== Предложенный фрагмент ==
+++++
Мне же кажется важным расшатывать логику производства традиционного академического знания, но я вижу четкое разделение между производством научного и художественного знания. При этом я уверен, что каждый художник должен знать методологию research-based art. В то же время я не определяю себя как художника-исследователя: я в первую очередь художник, а потом уже исследователь, преподаватель и иногда еще куратор.
[ К. Р. ] Как вы собираете информацию?
[ И. Н. ] Сейчас я много работаю с критическим анализом источников. Знание всегда ангажировано и детерминировано. На меня повлияла идея американского историка и литературного критика Хейдена Уайта о том, что история выстроена по законам литературного жанра. Большую часть времени я занимаюсь исследованиями самостоятельно, и, наверное, десять процентов — это консультации, причем сейчас в основном не с академическим сообществом, а с художниками, работающими с исследованиями.
Но расскажу и о другом опыте. Я делал проект о ветеранах-афганцах и собрал большое количество интервью. Использовал сугубо исторические и социологические методы. Но исторический нарратив оказался настолько мощным и одновременно неполным, что мне пришлось бы стать академическим исследователем, чтобы разобраться с этой большой темой. А как художник я понял, что пока не могу найти подход к ней. Пришлось отложить проект.
+++++
== Перечень записей ==
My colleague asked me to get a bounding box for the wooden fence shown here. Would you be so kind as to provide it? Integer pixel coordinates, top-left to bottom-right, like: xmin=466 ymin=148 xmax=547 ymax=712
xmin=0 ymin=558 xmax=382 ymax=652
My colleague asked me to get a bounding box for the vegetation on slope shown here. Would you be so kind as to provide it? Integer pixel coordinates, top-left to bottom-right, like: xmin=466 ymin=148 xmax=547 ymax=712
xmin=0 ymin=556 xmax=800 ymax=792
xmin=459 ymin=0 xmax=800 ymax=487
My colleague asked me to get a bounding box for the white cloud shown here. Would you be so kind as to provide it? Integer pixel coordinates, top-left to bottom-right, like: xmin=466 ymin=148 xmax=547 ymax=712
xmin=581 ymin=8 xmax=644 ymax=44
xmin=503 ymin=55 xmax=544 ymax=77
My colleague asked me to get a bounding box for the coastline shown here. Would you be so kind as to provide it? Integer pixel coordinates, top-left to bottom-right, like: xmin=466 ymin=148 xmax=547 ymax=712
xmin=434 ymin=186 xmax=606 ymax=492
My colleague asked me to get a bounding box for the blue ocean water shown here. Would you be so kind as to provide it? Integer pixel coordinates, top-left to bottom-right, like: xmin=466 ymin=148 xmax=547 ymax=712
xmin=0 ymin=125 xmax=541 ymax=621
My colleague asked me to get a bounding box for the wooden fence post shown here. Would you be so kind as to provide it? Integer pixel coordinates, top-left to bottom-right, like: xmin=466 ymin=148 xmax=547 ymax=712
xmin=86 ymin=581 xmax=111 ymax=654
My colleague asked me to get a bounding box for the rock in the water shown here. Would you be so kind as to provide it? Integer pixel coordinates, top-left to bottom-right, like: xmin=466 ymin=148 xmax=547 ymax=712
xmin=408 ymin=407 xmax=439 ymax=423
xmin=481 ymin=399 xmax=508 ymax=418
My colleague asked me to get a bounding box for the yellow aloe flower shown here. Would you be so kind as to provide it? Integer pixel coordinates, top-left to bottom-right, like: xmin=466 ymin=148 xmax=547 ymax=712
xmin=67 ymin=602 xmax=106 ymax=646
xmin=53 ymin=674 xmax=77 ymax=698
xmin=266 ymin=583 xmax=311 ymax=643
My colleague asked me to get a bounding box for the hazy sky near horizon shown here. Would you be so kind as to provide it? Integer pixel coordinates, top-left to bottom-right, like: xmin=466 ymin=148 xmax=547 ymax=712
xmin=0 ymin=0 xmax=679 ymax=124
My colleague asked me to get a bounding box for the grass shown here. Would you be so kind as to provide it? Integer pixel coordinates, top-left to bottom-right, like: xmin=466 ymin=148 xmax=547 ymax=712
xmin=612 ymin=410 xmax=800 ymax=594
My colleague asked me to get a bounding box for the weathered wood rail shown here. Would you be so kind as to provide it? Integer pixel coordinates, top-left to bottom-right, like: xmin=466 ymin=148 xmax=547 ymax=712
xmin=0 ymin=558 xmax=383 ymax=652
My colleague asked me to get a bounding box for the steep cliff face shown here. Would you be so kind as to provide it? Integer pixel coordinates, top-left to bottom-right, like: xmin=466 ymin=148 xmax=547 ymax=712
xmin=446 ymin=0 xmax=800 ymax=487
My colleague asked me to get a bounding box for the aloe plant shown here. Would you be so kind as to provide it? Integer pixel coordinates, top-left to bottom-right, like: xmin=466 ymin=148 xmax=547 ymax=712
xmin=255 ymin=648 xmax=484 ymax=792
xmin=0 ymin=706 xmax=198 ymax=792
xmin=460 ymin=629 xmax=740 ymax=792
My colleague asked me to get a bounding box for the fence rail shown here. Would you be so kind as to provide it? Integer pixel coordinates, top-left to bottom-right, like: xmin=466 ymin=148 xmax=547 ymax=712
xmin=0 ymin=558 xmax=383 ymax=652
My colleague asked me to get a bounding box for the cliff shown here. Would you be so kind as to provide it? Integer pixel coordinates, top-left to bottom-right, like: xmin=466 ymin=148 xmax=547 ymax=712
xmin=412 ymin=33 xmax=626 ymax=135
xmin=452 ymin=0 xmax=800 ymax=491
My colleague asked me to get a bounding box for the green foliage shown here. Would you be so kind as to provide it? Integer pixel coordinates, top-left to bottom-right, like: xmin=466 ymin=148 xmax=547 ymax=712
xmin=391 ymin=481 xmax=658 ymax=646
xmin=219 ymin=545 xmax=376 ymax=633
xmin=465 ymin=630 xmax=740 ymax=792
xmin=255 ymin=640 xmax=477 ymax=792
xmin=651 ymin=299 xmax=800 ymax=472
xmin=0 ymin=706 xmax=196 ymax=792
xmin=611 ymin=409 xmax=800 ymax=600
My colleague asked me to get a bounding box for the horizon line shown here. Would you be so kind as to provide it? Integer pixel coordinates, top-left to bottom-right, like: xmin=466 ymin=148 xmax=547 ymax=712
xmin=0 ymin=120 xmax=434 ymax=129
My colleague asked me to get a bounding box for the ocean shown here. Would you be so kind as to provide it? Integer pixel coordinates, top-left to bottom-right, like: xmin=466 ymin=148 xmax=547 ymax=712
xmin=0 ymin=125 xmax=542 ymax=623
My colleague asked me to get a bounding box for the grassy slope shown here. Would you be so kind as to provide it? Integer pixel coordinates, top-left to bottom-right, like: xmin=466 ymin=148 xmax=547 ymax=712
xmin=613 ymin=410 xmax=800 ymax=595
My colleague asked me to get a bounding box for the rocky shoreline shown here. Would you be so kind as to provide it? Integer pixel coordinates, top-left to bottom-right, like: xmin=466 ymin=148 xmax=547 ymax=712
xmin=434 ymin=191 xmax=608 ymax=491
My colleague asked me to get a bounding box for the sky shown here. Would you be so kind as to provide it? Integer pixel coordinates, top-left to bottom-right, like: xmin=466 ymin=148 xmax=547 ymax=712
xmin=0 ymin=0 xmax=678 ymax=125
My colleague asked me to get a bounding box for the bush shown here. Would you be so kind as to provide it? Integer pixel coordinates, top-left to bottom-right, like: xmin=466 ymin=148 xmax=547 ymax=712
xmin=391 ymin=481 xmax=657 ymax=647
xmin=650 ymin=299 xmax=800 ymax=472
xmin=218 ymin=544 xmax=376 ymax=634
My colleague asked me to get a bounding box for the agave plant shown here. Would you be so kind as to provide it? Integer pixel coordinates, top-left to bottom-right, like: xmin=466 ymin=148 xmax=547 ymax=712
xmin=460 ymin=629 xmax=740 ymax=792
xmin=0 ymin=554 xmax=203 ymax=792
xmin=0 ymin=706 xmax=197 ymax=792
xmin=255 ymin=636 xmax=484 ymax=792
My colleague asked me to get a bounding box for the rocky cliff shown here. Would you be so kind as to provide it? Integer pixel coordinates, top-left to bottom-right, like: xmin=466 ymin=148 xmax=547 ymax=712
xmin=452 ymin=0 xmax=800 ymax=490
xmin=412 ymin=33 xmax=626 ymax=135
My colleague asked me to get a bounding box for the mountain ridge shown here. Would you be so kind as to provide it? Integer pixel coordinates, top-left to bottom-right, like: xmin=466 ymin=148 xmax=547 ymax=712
+++++
== Задание ==
Чья идея о том, что история выстроена по законам литературного жанра, по словам И. Н. во фрагменте, на него повлияла? Отвечайте, опираясь только на фрагмент.

== Ответ ==
Идея американского историка и литературного критика Хейдена Уайта.